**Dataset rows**

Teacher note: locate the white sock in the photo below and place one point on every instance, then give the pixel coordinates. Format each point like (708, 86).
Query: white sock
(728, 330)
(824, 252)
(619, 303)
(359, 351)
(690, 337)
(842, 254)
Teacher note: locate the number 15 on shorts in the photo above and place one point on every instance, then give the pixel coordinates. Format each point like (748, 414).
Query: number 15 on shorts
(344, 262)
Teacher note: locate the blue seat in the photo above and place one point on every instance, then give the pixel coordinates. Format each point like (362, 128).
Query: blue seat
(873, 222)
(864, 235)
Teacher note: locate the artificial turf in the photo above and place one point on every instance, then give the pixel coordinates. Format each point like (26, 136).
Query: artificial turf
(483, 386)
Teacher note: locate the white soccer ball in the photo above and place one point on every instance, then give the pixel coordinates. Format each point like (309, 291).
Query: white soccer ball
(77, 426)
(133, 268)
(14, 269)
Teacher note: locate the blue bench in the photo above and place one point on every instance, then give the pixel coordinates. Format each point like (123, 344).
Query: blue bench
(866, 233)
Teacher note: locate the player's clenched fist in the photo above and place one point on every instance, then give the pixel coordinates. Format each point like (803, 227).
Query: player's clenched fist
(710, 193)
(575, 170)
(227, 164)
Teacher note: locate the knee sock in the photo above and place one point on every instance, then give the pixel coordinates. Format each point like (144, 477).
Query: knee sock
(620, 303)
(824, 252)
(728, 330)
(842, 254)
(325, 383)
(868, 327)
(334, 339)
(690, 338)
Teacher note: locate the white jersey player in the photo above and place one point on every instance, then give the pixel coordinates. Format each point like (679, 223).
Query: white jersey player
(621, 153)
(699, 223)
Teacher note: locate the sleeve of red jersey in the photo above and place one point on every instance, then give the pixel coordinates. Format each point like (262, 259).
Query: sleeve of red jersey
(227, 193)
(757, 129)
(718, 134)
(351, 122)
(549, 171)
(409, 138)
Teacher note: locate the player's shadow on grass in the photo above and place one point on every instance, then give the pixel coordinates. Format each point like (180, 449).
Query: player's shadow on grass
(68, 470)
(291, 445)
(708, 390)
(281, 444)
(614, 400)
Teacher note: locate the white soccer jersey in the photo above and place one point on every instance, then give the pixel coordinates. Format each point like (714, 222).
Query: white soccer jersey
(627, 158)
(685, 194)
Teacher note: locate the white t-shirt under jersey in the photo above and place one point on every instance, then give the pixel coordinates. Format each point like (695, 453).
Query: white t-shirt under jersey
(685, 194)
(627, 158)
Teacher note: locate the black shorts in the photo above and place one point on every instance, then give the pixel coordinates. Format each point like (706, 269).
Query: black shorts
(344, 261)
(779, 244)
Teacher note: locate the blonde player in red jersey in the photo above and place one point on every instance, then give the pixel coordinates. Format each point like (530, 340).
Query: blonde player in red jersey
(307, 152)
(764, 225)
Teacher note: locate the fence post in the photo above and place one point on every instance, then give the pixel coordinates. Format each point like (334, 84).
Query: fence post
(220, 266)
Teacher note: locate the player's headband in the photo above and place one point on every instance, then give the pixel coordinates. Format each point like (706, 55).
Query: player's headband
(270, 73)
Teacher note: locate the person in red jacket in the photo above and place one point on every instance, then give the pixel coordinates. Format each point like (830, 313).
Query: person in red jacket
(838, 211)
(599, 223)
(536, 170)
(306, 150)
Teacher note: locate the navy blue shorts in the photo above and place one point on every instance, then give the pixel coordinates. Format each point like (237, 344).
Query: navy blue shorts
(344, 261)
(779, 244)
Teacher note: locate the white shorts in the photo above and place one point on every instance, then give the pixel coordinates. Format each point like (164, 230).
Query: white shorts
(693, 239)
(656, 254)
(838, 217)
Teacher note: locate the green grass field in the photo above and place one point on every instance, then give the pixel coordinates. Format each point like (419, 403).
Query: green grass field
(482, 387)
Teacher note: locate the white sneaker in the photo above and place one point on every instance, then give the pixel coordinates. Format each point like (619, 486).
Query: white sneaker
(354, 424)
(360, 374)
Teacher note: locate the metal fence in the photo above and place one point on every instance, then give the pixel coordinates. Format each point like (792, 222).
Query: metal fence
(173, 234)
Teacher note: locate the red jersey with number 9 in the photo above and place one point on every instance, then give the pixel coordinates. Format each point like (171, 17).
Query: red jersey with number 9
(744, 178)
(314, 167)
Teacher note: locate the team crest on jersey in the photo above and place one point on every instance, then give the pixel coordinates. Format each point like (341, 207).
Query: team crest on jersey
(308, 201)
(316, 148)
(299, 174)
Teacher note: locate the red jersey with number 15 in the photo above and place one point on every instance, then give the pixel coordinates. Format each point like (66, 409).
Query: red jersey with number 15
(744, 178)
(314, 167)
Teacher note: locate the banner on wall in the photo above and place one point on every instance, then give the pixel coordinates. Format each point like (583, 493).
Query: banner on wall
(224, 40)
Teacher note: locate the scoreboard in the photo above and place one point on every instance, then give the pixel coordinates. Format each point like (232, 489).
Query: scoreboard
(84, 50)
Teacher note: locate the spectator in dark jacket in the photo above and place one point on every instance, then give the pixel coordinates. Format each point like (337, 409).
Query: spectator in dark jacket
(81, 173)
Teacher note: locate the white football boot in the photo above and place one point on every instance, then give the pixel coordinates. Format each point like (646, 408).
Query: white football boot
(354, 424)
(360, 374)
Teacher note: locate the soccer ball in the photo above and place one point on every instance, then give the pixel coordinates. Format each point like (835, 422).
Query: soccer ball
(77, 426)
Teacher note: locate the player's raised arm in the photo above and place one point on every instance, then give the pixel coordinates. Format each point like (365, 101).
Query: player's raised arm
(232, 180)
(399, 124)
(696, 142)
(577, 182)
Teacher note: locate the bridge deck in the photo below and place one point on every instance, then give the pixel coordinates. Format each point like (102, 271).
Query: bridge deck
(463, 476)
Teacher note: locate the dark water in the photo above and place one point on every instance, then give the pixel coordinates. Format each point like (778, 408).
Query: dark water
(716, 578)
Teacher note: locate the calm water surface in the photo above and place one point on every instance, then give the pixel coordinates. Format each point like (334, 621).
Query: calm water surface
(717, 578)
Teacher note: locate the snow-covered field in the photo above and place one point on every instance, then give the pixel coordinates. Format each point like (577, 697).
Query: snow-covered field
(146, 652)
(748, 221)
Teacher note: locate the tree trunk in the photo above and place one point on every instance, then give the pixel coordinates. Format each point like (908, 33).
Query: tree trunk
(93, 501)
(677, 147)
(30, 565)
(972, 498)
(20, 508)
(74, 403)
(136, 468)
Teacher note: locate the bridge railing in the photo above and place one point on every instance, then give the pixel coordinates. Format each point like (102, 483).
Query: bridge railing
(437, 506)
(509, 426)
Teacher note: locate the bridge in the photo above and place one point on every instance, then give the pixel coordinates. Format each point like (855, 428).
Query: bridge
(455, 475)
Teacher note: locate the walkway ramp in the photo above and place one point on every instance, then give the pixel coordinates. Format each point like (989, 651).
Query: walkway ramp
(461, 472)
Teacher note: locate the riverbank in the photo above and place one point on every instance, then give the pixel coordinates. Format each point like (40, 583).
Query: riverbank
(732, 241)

**Task details**
Produce an exact copy of the lines from the one containing "Teacher note: locate the snow-covered" through the last line, and of nothing else.

**Answer below**
Teacher note: locate the snow-covered field in the photo above and place one point on every instance, then give the pixel coordinates. Format each point like (577, 697).
Query: snow-covered field
(146, 652)
(748, 221)
Teacher note: locate the tree trunk in the photo above and place one point on every instance, then give the pixel coordinates. Format each point like (908, 33).
Query: tree trunk
(93, 501)
(677, 147)
(30, 565)
(972, 498)
(20, 508)
(74, 403)
(136, 468)
Teacher note: locate the bridge railing in the photo above and place one point on every instance, then give the pixel coordinates. Format each point like (102, 483).
Query: bridge railing
(437, 506)
(509, 426)
Teacher note: locate the bridge in the photo above and place one point on every instance, then give the pixel coordinates. Format each point like (855, 428).
Query: bridge
(455, 475)
Teacher note: locate the walkway ramp in the photo above and place one point on every instance, then give the pixel coordinates. Format each point like (989, 651).
Query: walkway ramp
(461, 472)
Teacher note: locate the riverbank in the photo above and place one point on every instance, then give the pixel coordinates. Format each point like (40, 583).
Query: riverbank
(732, 241)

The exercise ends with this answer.